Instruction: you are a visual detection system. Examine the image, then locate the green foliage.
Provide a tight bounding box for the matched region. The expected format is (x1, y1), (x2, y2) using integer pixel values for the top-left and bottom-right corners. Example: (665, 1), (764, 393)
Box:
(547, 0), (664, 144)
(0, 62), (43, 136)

______________________________

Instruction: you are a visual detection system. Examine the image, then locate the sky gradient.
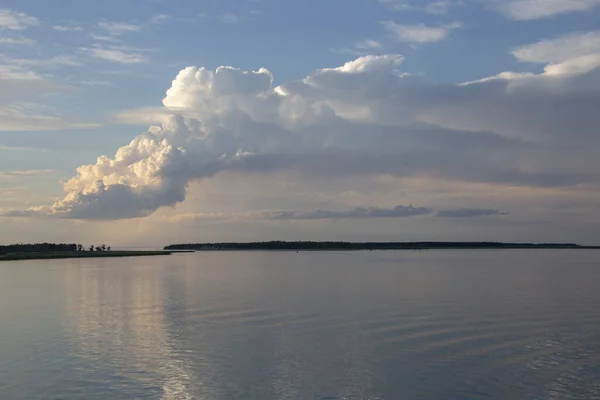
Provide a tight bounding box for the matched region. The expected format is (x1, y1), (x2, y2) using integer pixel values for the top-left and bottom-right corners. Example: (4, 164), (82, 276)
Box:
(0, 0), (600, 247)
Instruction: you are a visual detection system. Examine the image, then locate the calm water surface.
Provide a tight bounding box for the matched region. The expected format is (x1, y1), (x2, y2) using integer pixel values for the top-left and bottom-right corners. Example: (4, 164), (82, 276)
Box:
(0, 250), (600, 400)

______________________________

### EXERCISE AIM
Put the lines above, from the one containing "calm water surface." through the one containing "(0, 250), (600, 400)", both included, into a JSON list of strings with one string per line and blank lines left out.

### RESPONSE TO THIS TASK
[
  "Instruction: you are a visual detection system. Examine the image, then locate the calm water surface.",
  "Provide a tight bounding box for the matched region. The expected format is (x1, y1), (x2, y2) using integer pixel values for the top-left and bottom-right corners. Example: (4, 164), (82, 276)",
  "Box:",
  "(0, 250), (600, 400)"
]